■ Data for the task ■
>>

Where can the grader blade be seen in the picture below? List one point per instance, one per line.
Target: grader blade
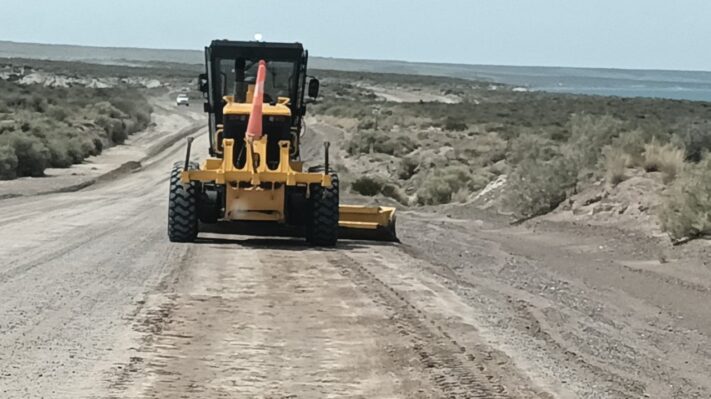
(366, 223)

<<
>>

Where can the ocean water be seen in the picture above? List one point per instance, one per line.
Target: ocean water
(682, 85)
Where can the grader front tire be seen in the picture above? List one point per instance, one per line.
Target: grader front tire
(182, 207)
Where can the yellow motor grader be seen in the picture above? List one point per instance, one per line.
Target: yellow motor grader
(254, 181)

<<

■ Problem ■
Your answer must be one number: the count of lines in the entries that contain the string "point".

■ Written solution ■
4